#### What is needed:
Reproduce every line of the records below as a numbered list, omitting blank lines.

#### Records supplied:
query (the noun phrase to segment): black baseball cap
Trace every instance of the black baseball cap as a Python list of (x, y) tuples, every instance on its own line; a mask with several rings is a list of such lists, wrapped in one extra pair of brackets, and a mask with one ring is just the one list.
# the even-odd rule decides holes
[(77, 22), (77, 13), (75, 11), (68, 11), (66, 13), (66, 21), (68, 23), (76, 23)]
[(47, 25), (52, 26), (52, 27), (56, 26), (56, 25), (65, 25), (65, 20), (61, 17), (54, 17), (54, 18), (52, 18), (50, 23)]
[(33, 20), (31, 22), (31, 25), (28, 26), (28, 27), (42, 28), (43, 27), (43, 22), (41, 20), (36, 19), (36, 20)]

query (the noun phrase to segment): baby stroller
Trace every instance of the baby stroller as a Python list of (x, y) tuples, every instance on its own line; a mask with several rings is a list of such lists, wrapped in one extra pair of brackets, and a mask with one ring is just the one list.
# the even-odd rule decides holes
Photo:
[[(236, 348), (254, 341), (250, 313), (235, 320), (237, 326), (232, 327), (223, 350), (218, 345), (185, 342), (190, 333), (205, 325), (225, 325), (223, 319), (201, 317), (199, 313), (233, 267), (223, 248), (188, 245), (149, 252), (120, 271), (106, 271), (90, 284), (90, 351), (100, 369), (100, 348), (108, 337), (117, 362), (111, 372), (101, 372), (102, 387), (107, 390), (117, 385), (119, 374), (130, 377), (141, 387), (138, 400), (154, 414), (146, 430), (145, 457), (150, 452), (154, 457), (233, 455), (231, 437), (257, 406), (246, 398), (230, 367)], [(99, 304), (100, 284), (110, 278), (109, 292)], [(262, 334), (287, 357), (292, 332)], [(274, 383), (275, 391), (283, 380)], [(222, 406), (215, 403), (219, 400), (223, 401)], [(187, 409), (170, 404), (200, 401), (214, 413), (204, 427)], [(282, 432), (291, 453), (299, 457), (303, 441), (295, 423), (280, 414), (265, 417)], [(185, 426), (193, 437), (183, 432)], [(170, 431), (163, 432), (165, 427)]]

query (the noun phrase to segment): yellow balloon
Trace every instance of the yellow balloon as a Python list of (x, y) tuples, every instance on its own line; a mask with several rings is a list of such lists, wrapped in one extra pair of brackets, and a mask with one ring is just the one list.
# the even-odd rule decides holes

#### Solution to the exercise:
1. query (the noun phrase to segment): black baseball cap
2. Trace every instance of the black baseball cap as a Python list of (x, y) tuples, every instance on its own line; a mask with several rings is a list of such lists, wrapped in one extra pair of brackets, and a mask with one ring is just the one list.
3. # the even-odd rule decides holes
4. [(77, 22), (77, 13), (75, 11), (68, 11), (66, 13), (66, 21), (68, 23), (76, 23)]
5. [(47, 25), (52, 26), (52, 27), (56, 26), (56, 25), (65, 25), (65, 20), (61, 17), (54, 17), (54, 18), (52, 18), (50, 23)]
6. [(33, 20), (31, 22), (31, 25), (28, 26), (28, 27), (42, 28), (43, 27), (43, 22), (41, 20), (36, 19), (36, 20)]
7. query (the noun phrase to segment): baby stroller
8. Trace every instance of the baby stroller as a Python list of (x, y) tuples, every instance on its own line; a mask with several rings is a list of such lists, wrapped in one extra pair of brackets, and a mask with one ring is just the one list.
9. # the even-odd rule decides holes
10. Photo:
11. [[(236, 348), (254, 341), (250, 313), (235, 320), (237, 326), (232, 327), (223, 350), (218, 345), (185, 342), (190, 333), (205, 325), (225, 325), (223, 319), (201, 317), (199, 313), (233, 267), (223, 248), (188, 245), (149, 252), (120, 271), (106, 271), (90, 284), (90, 351), (100, 369), (100, 348), (108, 337), (117, 362), (111, 372), (101, 372), (102, 387), (107, 390), (117, 385), (119, 374), (130, 377), (141, 387), (138, 400), (154, 414), (146, 430), (145, 457), (150, 452), (154, 457), (233, 455), (231, 437), (257, 406), (246, 398), (230, 367)], [(99, 304), (100, 284), (110, 278), (109, 292)], [(262, 334), (287, 357), (292, 332)], [(274, 383), (275, 391), (283, 380)], [(222, 406), (215, 403), (219, 400), (223, 401)], [(187, 409), (170, 404), (200, 401), (214, 413), (204, 427)], [(282, 432), (291, 453), (299, 457), (303, 441), (295, 423), (280, 414), (265, 417)], [(185, 426), (193, 437), (183, 432)], [(170, 431), (163, 432), (165, 427)]]
12. query (the noun phrase to segment): yellow balloon
13. Trace every instance of the yellow balloon as a Python list of (x, y) tuples, every instance on its own line; a mask with several rings is a list of such lists, wrapped in one extra pair of brackets, and a mask with one ring is just the one list.
14. # the even-odd rule decides holes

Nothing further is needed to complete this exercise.